### ОТРЫВОК
· · · · · · ·

Чтение онлайн

на главную

Жанры

Живым не верится, что живы...
Шрифт:

Адамовича давно влекло к документальности. Задолго до того, как была написана «Хатынская повесть», он утверждал, что «документальность стала требованием самого времени». А работая над этой повестью, он соприкоснулся с материалом, который не отпускал его, приковывал к себе, и после того, как была дописана ее последняя страница. Нет, он не думал о новой повести или романе. Он заканчивал «Хатынскую повесть» со странным чувством недовольства собой, невыполненного долга (опытный литератор, он, конечно, не мог не понимать, что вещь в целом удалась, и все-таки его не оставляла мысль, что он обязан сделать еще что-то другое): «Я слишком убежден, что никакая литература даже приблизиться не в состоянии к той правде, которая в глазах, голосе, в словах от тех людей (из Хатыней. — Л. Л.). Они сами, чувствуется, боятся всей своей памяти: вся не

позволила бы жить…» Думаю, что дело здесь не в силе или бессилии художественной литературы, а в том, чтобы сохранить в первозданном виде память этих людей как важнейшее историческое свидетельство. И та статья Адамовича, из которой только что была приведена цитата, заканчивалась словами: «Без жестокой памяти о белорусских Хатынях мир, даже после Освенцимов и Бухенвальдов, не может считать, что он знает, что такое фашизм и чем маньяки грозили (и грозят) человечеству».

Так возник замысел документальной книги «Я из огненной деревни», над созданием которой Адамович работал вместе с Янкой Брылем и Владимиром Колесником.

V

Читать эту книгу тяжело. Невыносимо тяжело. Даже такие слова, как ужас, ад, зверства, чудовища, кажутся неподходящими, слишком уж спокойными, «обкатанными» житейским обиходом и литературой, чтобы передать то, чему посвящена эта книга… Какими словами рассказывать об этом?!

· · · · · · ·

### ЗАДАНИЕ
Выпишите из отрывка о книге «Я из огненной деревни» все слова, которые автор называет неподходящими, чтобы передать то, чему посвящена эта книга. Для работы записи не нужны.

(Сохранённые записи)
· · · · · · ·

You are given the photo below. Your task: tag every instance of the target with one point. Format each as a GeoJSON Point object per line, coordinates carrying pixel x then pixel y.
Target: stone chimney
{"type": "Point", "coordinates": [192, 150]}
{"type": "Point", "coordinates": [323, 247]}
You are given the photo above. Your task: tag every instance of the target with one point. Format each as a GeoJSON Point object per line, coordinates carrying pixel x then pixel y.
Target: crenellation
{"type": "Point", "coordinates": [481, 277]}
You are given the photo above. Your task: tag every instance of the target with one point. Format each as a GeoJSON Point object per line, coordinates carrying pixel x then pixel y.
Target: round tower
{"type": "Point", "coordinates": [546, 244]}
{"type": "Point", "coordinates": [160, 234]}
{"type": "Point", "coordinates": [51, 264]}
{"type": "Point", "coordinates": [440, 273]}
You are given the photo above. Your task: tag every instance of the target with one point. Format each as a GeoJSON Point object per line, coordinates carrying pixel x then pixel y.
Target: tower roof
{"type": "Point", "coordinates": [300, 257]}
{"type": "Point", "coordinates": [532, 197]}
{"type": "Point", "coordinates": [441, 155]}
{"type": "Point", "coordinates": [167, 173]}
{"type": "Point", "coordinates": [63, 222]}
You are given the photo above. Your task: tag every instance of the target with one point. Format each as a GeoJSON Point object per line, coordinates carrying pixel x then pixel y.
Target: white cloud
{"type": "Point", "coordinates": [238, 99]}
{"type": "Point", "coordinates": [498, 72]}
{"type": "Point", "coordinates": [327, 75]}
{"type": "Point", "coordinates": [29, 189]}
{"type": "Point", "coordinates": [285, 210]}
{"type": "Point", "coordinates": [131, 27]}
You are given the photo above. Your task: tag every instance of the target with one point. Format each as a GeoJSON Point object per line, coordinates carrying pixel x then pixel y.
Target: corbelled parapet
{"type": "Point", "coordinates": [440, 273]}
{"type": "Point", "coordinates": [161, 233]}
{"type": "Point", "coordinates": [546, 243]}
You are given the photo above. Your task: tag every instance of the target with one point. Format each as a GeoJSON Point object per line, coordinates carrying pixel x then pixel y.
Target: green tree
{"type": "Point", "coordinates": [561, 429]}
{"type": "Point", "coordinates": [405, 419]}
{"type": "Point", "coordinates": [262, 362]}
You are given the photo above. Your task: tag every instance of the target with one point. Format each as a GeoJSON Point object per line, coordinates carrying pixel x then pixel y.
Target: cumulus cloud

· · · · · · ·

### ГОТОВЫЙ ОТВЕТ
ужас, ад, зверства, чудовища